In the listing below, find the line containing "Identify the woman in". Write out that line and every line after it to the end, exactly and only those.

-- Records provided start --

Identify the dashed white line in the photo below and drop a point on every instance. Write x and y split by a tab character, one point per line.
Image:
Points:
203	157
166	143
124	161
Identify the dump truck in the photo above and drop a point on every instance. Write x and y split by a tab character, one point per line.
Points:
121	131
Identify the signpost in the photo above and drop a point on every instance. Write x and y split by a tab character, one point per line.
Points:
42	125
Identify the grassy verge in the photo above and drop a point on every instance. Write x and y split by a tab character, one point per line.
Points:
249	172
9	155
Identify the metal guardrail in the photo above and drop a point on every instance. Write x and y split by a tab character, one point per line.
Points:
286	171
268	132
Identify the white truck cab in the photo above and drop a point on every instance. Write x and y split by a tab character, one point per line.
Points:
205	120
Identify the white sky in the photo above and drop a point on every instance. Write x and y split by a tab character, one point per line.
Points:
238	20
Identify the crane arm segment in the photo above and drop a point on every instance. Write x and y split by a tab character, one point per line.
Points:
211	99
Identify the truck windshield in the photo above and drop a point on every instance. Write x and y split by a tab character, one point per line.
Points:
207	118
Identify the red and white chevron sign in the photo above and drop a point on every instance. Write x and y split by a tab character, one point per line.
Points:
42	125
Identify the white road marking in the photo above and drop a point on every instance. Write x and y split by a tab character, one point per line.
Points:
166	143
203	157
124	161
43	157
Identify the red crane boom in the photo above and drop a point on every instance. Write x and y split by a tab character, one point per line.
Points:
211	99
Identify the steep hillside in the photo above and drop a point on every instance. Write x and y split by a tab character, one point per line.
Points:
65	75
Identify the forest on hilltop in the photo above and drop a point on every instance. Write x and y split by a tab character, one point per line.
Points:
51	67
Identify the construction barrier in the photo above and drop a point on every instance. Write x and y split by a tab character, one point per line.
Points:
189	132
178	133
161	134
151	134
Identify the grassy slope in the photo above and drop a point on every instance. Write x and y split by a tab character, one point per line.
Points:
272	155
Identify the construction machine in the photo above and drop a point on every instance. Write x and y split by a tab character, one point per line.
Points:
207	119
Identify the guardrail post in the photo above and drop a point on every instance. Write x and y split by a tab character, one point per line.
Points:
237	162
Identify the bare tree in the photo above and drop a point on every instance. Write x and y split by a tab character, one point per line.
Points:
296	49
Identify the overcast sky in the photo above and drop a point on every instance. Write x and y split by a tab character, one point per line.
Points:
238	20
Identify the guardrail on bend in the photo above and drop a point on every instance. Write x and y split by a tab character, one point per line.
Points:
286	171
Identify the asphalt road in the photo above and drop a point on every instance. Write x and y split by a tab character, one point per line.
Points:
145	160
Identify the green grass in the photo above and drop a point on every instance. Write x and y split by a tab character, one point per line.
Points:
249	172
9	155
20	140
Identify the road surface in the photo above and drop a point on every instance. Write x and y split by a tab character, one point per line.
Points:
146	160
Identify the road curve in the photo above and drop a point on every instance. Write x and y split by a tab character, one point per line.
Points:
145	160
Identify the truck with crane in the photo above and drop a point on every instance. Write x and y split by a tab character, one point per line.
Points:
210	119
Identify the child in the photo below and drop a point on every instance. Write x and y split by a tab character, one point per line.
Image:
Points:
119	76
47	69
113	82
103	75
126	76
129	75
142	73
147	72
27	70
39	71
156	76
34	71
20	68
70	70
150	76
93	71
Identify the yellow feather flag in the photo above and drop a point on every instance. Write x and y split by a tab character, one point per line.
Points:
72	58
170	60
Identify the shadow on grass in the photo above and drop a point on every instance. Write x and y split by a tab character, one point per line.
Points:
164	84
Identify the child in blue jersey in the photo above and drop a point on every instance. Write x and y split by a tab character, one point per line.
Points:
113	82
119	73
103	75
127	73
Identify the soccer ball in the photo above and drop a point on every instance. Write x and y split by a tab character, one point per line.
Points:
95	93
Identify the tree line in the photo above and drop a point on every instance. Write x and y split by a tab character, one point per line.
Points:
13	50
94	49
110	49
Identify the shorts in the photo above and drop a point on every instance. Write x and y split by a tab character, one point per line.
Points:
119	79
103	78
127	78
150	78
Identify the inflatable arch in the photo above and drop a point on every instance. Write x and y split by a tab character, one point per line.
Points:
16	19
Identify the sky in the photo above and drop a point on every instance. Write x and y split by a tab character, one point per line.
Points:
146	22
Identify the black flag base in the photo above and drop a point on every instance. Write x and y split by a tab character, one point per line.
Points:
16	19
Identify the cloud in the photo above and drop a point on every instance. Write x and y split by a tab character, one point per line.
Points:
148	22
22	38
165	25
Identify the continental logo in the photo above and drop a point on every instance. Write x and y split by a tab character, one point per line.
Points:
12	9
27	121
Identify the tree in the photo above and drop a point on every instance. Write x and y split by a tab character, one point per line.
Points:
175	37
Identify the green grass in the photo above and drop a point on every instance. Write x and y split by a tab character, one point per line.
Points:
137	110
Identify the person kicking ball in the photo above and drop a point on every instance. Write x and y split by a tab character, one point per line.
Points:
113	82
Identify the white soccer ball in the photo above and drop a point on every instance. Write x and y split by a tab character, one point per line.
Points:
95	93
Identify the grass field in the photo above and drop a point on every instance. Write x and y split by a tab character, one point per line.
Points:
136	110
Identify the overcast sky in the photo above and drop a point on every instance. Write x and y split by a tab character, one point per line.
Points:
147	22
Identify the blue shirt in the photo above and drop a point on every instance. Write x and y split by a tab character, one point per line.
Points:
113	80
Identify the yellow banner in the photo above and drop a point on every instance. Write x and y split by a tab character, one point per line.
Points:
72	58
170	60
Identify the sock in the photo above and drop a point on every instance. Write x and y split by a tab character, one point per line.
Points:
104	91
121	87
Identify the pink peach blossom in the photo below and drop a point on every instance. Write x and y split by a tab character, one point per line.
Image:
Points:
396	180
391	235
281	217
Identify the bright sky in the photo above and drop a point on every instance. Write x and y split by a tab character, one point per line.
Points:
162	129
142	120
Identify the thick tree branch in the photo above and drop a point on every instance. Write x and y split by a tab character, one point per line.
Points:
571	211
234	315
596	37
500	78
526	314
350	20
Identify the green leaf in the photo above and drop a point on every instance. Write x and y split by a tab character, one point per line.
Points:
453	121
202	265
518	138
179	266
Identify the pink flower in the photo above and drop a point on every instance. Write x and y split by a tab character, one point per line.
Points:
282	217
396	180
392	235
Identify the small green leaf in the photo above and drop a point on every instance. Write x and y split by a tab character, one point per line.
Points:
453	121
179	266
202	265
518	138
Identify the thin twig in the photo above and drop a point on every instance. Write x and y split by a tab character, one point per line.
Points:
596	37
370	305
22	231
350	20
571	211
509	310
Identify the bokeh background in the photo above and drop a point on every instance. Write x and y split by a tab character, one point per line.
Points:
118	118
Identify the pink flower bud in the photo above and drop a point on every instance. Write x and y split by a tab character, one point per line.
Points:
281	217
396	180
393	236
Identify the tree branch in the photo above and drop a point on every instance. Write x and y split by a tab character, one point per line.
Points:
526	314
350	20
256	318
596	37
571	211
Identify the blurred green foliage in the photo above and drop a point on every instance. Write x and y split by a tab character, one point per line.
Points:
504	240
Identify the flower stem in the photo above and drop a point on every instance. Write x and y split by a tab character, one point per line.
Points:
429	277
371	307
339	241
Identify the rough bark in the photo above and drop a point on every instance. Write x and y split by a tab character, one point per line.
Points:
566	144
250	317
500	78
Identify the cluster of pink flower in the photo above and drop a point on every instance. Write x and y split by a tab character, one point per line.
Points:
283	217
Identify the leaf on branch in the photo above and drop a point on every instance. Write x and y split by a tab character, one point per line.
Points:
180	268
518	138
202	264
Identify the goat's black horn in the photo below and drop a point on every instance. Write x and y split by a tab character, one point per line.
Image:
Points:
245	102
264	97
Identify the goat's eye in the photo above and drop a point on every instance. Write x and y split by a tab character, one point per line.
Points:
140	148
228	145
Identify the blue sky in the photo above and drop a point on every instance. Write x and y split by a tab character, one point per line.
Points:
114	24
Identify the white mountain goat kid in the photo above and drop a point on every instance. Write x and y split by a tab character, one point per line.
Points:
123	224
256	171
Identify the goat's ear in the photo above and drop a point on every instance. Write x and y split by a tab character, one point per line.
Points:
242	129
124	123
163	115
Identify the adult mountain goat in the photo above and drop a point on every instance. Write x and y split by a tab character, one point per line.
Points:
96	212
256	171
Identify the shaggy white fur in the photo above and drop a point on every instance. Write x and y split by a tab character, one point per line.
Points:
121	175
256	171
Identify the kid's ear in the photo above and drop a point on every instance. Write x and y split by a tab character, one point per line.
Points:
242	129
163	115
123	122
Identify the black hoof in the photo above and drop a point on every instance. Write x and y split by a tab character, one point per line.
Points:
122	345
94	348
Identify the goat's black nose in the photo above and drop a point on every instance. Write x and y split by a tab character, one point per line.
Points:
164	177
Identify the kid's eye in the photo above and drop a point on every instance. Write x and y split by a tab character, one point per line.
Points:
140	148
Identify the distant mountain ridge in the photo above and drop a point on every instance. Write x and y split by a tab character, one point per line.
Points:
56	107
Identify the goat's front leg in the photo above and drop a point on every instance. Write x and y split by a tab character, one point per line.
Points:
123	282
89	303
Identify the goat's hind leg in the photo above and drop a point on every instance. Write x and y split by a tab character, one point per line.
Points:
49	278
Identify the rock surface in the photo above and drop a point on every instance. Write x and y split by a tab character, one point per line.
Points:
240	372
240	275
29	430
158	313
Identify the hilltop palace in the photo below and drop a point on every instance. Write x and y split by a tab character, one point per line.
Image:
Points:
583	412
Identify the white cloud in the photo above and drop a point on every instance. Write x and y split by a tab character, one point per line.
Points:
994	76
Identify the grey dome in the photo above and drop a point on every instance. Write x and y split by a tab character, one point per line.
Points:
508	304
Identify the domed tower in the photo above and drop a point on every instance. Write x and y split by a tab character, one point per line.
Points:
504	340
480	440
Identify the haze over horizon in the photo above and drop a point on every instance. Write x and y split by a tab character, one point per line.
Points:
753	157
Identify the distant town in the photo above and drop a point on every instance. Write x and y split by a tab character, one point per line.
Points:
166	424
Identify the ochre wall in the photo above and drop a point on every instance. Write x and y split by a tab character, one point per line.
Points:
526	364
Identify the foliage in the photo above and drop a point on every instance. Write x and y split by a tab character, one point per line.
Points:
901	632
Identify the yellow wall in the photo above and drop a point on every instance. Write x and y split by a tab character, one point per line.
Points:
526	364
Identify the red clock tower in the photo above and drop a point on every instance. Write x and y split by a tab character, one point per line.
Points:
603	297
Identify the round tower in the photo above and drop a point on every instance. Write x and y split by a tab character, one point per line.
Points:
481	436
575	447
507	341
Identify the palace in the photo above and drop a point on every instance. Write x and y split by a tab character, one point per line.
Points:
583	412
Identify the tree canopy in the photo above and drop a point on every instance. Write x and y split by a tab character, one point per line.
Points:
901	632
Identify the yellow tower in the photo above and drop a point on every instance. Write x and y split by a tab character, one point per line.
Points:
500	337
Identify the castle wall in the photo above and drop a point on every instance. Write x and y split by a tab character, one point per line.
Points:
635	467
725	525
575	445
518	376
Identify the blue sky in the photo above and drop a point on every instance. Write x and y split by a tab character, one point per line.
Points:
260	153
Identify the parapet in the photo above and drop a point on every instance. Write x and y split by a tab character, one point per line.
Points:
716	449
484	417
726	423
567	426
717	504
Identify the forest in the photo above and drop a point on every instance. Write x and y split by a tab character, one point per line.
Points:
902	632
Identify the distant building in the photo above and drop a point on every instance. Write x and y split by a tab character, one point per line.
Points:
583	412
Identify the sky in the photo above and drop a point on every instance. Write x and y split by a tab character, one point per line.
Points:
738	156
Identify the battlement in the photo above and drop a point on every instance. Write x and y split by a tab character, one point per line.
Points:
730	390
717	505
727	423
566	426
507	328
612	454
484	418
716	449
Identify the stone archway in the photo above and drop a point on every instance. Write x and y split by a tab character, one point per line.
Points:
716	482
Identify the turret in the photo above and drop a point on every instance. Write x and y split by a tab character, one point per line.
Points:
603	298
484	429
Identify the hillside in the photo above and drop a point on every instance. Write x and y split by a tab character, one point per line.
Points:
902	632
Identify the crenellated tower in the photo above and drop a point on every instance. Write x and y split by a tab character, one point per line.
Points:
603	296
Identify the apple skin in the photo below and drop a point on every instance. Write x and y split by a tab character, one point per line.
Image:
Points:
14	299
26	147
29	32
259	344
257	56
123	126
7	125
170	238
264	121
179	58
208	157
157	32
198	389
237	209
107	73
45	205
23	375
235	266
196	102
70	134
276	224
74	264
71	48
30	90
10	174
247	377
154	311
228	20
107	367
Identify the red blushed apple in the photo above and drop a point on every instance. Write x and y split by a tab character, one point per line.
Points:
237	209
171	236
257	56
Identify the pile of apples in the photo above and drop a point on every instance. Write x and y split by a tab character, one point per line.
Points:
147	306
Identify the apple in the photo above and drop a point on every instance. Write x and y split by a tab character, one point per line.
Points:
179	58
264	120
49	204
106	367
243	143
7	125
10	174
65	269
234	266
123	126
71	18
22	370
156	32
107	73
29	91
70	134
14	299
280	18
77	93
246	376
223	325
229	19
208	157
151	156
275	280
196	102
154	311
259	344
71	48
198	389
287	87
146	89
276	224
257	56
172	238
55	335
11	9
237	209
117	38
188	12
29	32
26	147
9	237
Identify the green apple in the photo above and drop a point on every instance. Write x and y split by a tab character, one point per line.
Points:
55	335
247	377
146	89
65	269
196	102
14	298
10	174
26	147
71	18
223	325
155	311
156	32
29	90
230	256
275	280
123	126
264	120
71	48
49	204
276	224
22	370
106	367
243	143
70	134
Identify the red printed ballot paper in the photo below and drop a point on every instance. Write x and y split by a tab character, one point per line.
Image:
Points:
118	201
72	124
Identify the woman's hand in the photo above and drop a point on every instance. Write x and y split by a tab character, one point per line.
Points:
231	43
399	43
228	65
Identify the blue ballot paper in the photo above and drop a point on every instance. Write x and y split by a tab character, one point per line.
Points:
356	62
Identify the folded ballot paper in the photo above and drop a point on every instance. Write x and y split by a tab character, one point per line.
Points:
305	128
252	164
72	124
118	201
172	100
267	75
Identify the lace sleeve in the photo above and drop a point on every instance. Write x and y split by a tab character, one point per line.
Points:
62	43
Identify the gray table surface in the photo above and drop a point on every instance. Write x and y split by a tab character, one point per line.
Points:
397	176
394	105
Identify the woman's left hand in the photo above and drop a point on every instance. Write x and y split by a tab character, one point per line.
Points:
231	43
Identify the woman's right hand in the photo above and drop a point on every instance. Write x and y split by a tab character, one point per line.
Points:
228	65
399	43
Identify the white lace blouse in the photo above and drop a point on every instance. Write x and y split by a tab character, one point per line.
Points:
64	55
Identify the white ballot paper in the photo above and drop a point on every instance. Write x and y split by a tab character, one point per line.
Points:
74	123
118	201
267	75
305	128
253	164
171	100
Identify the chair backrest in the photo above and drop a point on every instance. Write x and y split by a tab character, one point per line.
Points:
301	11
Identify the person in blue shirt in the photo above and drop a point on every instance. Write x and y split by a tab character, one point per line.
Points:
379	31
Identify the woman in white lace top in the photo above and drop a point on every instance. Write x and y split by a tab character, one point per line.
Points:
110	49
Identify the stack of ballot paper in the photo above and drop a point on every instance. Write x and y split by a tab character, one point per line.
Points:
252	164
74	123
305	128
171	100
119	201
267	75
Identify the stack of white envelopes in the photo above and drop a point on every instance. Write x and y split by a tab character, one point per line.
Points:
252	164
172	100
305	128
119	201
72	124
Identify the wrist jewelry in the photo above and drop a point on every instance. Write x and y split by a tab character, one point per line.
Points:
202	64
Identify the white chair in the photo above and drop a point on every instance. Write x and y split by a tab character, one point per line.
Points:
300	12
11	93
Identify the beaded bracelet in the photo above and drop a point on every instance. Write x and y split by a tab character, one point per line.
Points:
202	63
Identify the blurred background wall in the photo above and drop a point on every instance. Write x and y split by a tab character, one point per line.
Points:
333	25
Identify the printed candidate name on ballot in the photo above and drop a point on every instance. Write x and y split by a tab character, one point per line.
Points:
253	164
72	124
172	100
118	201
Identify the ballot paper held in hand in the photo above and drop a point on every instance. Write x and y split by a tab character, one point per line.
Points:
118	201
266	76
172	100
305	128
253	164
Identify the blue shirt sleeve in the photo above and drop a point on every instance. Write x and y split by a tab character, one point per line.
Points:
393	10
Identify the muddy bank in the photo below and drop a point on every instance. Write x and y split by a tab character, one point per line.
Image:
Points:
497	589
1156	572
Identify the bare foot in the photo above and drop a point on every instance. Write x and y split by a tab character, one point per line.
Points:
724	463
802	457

-- Records provided end --

Written answer:
Identify the woman in white lace top in the photo above and drop a point on every instance. Write x and y split by a tab character, one point per line.
Points:
110	49
Identify the stack of ballot paper in the photo above and drop a point on every instance. Write x and y split by a tab character, one point per line.
Points:
252	164
74	123
305	128
171	100
119	201
267	75
Identify the stack of white envelopes in the photo above and drop a point on every instance. Write x and y split by a tab character, one point per line.
Points:
252	164
172	100
305	128
119	201
72	124
Identify the wrist jewelry in the photo above and drop a point on every instance. Write x and y split by a tab character, one point per line.
Points:
202	64
Identify the white chair in the photo above and drop a point on every instance. Write x and y split by a tab character, one point per line.
Points:
300	12
11	93
Identify the beaded bracelet in the photo above and drop a point on every instance. Write x and y split by a tab character, one point per line.
Points:
202	63
Identify the blurred background wall in the photo above and drop a point on every instance. Write x and y split by a tab character, one point per line.
Points:
333	25
Identify the printed candidate name on ballot in the photo above and drop a point on every instance. Write x and y split by a tab character, one point per line.
Points:
253	164
72	124
172	100
118	201
Identify the ballot paper held in hand in the photo above and drop a point on every instance. Write x and y split by a tab character, one point per line.
Points:
118	201
266	76
172	100
305	128
253	164
Identify the blue shirt sleeve in the photo above and drop a point on every instance. Write x and y split by a tab character, one point per line.
Points:
393	10
Identify the muddy bank in the photo below and drop a point on every instance. Write x and y split by a tab character, one point per line.
Image:
Points:
497	589
1156	572
Identify the bare foot in the photo above and drop a point on every instance. Write x and y split by a tab character, one point per line.
Points:
724	463
802	457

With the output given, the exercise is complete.